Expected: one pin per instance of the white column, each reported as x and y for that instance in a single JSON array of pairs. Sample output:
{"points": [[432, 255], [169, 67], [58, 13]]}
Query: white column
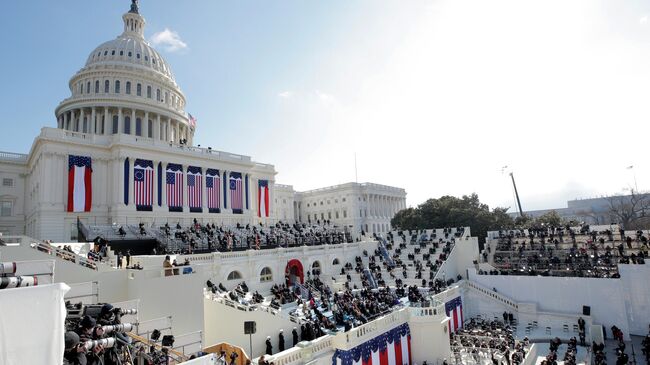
{"points": [[120, 121], [156, 129], [107, 123], [132, 130], [164, 187], [93, 122], [145, 125], [81, 120], [204, 193]]}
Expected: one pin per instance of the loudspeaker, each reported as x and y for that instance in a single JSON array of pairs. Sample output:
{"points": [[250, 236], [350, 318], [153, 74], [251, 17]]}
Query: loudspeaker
{"points": [[168, 341], [250, 327]]}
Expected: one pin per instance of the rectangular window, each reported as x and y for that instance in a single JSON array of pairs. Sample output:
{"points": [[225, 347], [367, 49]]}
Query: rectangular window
{"points": [[5, 208]]}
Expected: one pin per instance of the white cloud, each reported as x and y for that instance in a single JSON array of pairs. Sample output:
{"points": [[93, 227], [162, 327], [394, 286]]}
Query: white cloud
{"points": [[169, 40], [285, 94], [325, 98]]}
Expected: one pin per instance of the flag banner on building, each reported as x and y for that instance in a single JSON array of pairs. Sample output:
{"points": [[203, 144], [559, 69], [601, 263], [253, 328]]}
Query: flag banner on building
{"points": [[389, 348], [143, 184], [454, 310], [127, 169], [236, 193], [195, 189], [174, 181], [192, 120], [213, 190], [80, 190], [246, 194], [160, 184], [263, 198]]}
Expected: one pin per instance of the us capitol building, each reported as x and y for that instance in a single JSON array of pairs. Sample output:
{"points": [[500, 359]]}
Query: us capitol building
{"points": [[126, 119], [354, 292]]}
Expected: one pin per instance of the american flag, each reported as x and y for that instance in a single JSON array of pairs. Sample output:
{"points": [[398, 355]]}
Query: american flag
{"points": [[213, 185], [143, 183], [192, 120], [174, 185], [194, 187], [236, 195], [454, 310]]}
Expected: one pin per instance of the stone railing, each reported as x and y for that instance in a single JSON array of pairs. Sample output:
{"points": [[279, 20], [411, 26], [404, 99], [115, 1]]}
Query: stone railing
{"points": [[13, 157]]}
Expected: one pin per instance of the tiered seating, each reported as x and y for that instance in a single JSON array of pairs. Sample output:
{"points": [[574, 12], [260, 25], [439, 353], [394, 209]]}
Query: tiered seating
{"points": [[416, 258], [487, 342], [565, 251], [200, 238]]}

--------------------

● **Exercise instructions**
Drop the pictures and give every line above again exactly.

● **Answer**
Expected: one pin per instance of the white column, each reported as x and y for that instance in a single JSON array of pairs. Sample output:
{"points": [[432, 255], [169, 67], [58, 13]]}
Query: white column
{"points": [[120, 121], [156, 129], [107, 123], [132, 130], [164, 187], [93, 122], [145, 125], [81, 120], [204, 193]]}
Expected: one pin per instance of the loudspeaker, each reported as x and y for that instance in a single JSON array of pairs. Sample output:
{"points": [[250, 236], [350, 318], [153, 74], [251, 17]]}
Query: loudspeaker
{"points": [[168, 341], [250, 327]]}
Expected: one pin per instance of the rectangular window, each reported as x and y for that instance in a single JSON array of pairs. Sample output:
{"points": [[225, 347], [367, 49]]}
Query: rectangular window
{"points": [[5, 208]]}
Expected: one pin per instance of the white cloud, each reported as x and y for that instance in a single JSON array of pairs. Sample output:
{"points": [[93, 227], [162, 327], [394, 286]]}
Query: white cloud
{"points": [[169, 40], [285, 94], [325, 98]]}
Expected: one pin per instance of the flag banner on building, each reported as x and y for that instance in a single JSON array of pairs. Sample output:
{"points": [[203, 144], [559, 69], [601, 263], [253, 328]]}
Query: flag banner on building
{"points": [[389, 348], [143, 184], [454, 310], [127, 169], [236, 193], [195, 189], [174, 181], [192, 120], [213, 190], [80, 190], [246, 194], [160, 184], [263, 198]]}
Expected: one pin per instance of the us capitol building, each reported as x and y for that instance in a single JSON array of pairs. Sample output:
{"points": [[500, 359]]}
Query: us capitol building
{"points": [[126, 119], [354, 292]]}
Expected: one pin per instance of the american flag, each reported as x and y for that instance in a single JSON array of pairs. Sample output:
{"points": [[398, 355]]}
Query: american flag
{"points": [[213, 185], [143, 183], [192, 120], [174, 185], [194, 187], [236, 195], [454, 310]]}
Expected: one pin per instance of the stone railing, each reported as x and y for that instance in a single JSON array of pairs. Sample output:
{"points": [[279, 20], [411, 26], [404, 99], [115, 1]]}
Query: stone railing
{"points": [[13, 157]]}
Expected: one pin per instance of the tiered seating, each reported as x and y for that instance in a single JSON array of pairs. Sample output:
{"points": [[574, 12], [260, 25], [439, 353], [394, 209]]}
Query: tiered seating
{"points": [[416, 258], [487, 342], [565, 251], [200, 238]]}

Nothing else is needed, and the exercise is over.